任务目标 A: 请列出这篇讲解“鸡既鸣矣”一章的文字中为“朝”字标注的全部读音。
任务目标 B: 请从最后一句之后接续这篇讲解“鸡既鸣矣”一章的文字,继续写下去。

== 页面正文 ==

为何既言“贤妃”而又说“贞女”?孔颖达先生曰:“贤妃即贞女也。论其配夫,则为贤妃;指其行事,则为贞女,所从言之异耳。”“善”者谓之“淑”,“贞”者谓之“贤”。“淑者”能生发其“善”于外,“贤者”能坚守其“善”于内。
三、第一、二章讲解:
第一章:鸡既鸣矣,朝(音招)既盈矣。匪【同非】鸡则鸣,苍蝇之声。
“鸡既鸣矣”,意谓雄鸡司晨之鸣声已经过去,是“贤妃”起身梳妆之时节,贤妃必闻鸡鸣则起身,且督促“国君”起身。若“妃”不贤,则依偎“国君”身边而不欲起身,纵然“国君”欲起身,亦往往娇声软语而不欲其起身,由此而至于“从此君王不早朝”。
“朝既盈矣”,意谓朝(音昭)阳东升已经圆满可见,是“国君”起身准备早朝(音潮)之时节。“朝盈”本是指“朝阳满盈”,而此时亦是文武朝臣均已来到朝廷之时。明君必知此则起身,不敢怠慢,唯恐贻误邦国之事,唯恐朝臣久候。
“匪鸡则鸣,苍蝇之声”,意谓“贤妃”既闻“鸡鸣”而起身,起身之后方知尚未到“鸡鸣”之时,是误以“苍蝇之声”为“鸡鸣”。“妃”之误听,是因其机警、恭敬,唯恐失其时节,可见“妃”之“贤”矣。起身过早,只是自身之事;起身过晚,则误邦国之事。

===
== 所给资料 ==

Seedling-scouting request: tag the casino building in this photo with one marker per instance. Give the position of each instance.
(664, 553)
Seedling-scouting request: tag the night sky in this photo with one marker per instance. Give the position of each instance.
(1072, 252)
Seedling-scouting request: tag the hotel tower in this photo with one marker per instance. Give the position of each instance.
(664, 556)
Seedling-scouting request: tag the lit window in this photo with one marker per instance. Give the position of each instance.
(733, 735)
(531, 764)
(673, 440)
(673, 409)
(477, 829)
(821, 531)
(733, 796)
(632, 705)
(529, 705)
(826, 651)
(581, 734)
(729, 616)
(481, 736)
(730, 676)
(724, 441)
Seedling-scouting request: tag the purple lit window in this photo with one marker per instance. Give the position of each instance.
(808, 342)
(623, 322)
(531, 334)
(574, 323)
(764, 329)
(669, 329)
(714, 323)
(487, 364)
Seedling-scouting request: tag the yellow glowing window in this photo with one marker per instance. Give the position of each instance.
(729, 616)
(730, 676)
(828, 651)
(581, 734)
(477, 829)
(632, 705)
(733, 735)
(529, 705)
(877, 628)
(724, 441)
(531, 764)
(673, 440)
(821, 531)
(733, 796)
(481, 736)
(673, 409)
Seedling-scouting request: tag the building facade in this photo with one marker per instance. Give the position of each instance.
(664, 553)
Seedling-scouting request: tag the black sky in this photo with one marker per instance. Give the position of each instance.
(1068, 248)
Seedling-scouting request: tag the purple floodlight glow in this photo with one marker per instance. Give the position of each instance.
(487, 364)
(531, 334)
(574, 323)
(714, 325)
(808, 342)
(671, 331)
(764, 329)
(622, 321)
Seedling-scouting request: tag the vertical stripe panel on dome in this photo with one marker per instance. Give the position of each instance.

===

练习答案 A: 文中为“朝”字标注的读音共有三个:“招”、“昭”、“潮”。

练习答案 B:
“君”与“妃”,其正道如此。然而,齐哀公恋色贪欲而“朝盈”不起身,以致荒废邦国政事,故谓之“荒淫”。“齐哀公”之“妃”,闻“鸡鸣”而不起身,虽明知“齐哀公”将贻误邦国政事而不警诫、督促,故谓之“不贤”。“君”与“妃”如此,齐国何望?
第二章:东方明矣,朝(音招)既昌矣。匪【同非】东方则明,月出之光。
“东方明矣”,意谓鸡鸣之后,晨光熹微,虽天色已明而未亮,是“妃”梳妆之时节,“贤妃”必不敢怠慢拖延,唯恐贻误早朝;“朝既昌矣”意谓“朝阳”渐升,已离开地面如“一日之直径”,而朝廷之上,群臣已按部就班、井然有序,是“明君”早朝之时节。
“匪东方则明,月出之光”,意谓“妃”有时误以“清晨之月光”为“东方日明”。是“贤妃”以邦国政事为重。“夫妇之事”,私事也;“邦国政事”,公事也。“明君”与“贤妃”,不敢以“私事”而妨害“公事”,臣民之福也。
然而,“齐哀公荒淫怠慢”,虽天明而不起身,朝臣列班而不早朝,其“妃”既不劝谏警诫,却听之任之,乃至诱而止之,可谓“君不明”而“妃不贤”,置邦国政事于不顾,置早朝群臣于不顾,齐国岂能昌盛?庶民岂能安宁?
四、第三章讲解:
第三章:虫飞薨薨(音轰),甘与(音宇)子同梦。会(音惠)且归矣,无庶予(音于)子憎(音增)。
“虫飞薨薨”,意谓虽已“鸡鸣”而“东方未明”之时,各种飞虫飞来飞去,发出“薨薨”之声,扰人烦人。“甘与子同梦”,意谓虽然飞虫扰人烦人,“贤妃”却心甘于与“明君”同在梦境之中。“贤妃”非无情,非不贪睡,然而,不敢因此而误君误国。
“会且归矣,无庶予子憎”,意谓“明君”与朝臣会于朝廷而将要归来之时,“我”不欲众人因“我”之缘故而憎恶于“君”。“会”,指“君”与“群臣”会见于朝廷也。“且”,即将也。“无”,“不欲”也。“庶”,“众臣”及“庶民”也。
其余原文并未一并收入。